Questions:
(a) From the baseball game report, copy the passage starting at "The plan was" and ending at "give up a hit.".
(b) In the baseball game report, what pitch did Cronenworth throw to strike out Mookie Betts?

The Padres were on their ninth reliever. Their bullpen was out of fresh arms. So manager Jayce Tingler moved Cronenworth to the mound for his major-league pitching debut and inserted Joe Musgrove, who was honored in a pregame ceremony for throwing the first no-hitter in franchise history, in left field.

Luke Raley welcomed Cronenworth with an RBI single six innings after clubbing his first career home run. David Price, a light-hitting pitcher, was up next and he lifted a sac fly off Cronenworth, a position player, to Musgrove, a pitcher, in left field.

“My hit streak is intact still,” quipped Price, who is 4 for 50 in his career as a hitter.

The strange sequence ended on another strange note when Cronenworth struck out Mookie Betts swinging at an 89-mph fastball.

“I wanted to maybe throw a little harder,” Cronenworth said, “but they told me not to.”

The plan was for Price to take the night off after recording his second career save Thursday, but the Dodgers had already used five pitchers and needed length. So they turned to the converted starter. It was just the third time Price, a former Cy Young Award winner, has pitched on back-to-back days in his 13-year career. He finished the outing with four strikeouts to one walk and didn’t give up a hit.

“You hear about a player and teammate and performer,” Roberts said, “but when you see it like this, it’s just next level teammate and competitor.”

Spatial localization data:
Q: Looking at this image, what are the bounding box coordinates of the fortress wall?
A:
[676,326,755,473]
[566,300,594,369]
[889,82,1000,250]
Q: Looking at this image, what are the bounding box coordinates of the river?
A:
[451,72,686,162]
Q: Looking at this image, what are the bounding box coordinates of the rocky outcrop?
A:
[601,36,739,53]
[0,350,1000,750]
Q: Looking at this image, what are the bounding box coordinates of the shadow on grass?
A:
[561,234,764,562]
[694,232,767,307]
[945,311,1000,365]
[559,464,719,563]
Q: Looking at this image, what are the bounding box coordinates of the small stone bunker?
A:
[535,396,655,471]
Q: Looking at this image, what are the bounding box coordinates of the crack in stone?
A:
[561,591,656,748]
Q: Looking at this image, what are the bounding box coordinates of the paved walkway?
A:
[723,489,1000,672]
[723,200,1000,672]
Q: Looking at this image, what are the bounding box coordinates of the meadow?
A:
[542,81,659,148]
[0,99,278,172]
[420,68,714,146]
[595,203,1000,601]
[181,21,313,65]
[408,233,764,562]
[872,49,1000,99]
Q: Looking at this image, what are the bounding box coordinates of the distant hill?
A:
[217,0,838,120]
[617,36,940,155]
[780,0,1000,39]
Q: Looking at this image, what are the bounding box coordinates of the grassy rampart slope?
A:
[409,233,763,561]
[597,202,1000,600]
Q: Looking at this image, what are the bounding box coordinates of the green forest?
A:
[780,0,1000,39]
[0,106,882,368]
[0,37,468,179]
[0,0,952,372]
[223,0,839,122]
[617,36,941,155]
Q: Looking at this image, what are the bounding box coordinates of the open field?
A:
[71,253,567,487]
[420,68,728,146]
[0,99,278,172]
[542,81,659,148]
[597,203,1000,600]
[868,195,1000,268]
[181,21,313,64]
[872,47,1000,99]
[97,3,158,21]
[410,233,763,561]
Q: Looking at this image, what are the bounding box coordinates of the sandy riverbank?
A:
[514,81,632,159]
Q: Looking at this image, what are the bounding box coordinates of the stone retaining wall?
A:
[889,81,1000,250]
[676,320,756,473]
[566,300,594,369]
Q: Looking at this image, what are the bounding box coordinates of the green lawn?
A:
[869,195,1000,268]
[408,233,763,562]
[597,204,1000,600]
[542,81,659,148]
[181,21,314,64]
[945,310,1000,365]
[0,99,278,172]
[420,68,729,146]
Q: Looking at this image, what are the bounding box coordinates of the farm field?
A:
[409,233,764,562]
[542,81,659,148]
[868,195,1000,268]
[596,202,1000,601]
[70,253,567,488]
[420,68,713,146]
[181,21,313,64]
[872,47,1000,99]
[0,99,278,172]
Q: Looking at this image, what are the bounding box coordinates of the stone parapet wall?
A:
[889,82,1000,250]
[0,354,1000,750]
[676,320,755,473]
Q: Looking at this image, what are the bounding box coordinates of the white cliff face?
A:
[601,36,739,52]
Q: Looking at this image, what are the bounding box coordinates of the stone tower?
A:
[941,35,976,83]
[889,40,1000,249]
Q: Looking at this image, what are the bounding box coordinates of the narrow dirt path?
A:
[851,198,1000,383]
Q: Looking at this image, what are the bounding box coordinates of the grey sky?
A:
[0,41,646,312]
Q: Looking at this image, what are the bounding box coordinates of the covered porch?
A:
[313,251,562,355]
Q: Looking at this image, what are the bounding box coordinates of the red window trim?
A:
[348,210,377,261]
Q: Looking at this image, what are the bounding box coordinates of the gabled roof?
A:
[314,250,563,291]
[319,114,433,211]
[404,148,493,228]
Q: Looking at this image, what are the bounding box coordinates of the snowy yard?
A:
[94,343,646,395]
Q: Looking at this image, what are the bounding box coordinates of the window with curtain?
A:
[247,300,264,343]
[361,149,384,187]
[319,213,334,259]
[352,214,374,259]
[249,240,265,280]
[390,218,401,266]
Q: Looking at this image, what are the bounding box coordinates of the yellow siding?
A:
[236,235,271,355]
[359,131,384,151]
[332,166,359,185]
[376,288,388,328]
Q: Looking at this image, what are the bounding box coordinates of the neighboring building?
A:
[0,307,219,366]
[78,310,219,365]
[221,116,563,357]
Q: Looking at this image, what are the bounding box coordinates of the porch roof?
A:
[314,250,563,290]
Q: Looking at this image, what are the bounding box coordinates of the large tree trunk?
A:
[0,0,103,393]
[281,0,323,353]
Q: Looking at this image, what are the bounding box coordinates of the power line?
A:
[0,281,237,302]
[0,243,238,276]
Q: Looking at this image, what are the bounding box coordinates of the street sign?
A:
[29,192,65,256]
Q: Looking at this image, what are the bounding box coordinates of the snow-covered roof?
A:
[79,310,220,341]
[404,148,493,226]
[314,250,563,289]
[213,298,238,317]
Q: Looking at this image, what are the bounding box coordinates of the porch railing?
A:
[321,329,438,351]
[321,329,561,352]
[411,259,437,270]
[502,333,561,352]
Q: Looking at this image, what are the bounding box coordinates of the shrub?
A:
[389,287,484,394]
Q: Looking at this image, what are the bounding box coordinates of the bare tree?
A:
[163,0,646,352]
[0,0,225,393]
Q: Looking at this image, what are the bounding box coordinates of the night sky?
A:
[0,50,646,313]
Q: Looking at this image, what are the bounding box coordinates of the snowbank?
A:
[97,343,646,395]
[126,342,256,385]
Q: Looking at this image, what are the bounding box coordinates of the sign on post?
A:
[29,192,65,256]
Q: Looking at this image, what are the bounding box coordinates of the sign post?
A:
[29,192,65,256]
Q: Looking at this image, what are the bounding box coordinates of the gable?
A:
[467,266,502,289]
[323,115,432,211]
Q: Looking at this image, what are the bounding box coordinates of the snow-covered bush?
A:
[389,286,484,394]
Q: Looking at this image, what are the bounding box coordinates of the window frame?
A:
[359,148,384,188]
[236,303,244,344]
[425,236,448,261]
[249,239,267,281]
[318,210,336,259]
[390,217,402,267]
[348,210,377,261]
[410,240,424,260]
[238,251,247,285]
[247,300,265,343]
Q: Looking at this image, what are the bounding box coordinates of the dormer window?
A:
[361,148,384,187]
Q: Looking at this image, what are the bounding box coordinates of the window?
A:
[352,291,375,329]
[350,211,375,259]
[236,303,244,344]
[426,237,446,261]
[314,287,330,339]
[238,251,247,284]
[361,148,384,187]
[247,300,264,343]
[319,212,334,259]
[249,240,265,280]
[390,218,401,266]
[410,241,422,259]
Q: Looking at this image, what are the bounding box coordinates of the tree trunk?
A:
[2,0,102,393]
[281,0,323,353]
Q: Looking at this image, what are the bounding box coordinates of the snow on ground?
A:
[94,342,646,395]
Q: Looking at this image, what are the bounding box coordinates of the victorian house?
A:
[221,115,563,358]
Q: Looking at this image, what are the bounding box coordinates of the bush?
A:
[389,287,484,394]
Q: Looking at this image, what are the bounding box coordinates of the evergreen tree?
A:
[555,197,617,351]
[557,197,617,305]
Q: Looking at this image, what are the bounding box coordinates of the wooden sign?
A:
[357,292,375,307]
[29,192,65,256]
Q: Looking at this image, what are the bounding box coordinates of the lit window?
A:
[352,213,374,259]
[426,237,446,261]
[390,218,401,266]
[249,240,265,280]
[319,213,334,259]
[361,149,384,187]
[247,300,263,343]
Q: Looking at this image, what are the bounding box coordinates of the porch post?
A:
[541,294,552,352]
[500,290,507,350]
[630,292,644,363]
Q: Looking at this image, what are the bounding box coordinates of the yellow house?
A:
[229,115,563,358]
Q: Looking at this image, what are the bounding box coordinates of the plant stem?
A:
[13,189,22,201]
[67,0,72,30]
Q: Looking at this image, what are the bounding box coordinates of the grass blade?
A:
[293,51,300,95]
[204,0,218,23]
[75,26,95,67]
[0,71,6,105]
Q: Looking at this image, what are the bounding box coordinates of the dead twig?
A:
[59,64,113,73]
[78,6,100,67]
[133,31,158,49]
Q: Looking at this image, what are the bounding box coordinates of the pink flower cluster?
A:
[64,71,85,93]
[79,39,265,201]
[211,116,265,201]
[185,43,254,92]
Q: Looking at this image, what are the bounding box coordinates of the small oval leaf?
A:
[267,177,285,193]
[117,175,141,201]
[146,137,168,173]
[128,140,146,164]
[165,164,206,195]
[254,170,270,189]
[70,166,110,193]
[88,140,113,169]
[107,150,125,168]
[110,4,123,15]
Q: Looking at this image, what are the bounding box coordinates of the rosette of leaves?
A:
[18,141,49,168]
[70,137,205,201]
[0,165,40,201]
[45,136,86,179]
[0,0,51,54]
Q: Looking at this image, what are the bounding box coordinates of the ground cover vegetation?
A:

Answers by item:
(a)
The plan was for Price to take the night off after recording his second career save Thursday, but the Dodgers had already used five pitchers and needed length. So they turned to the converted starter. It was just the third time Price, a former Cy Young Award winner, has pitched on back-to-back days in his 13-year career. He finished the outing with four strikeouts to one walk and didn’t give up a hit.

(b) An 89-mph fastball.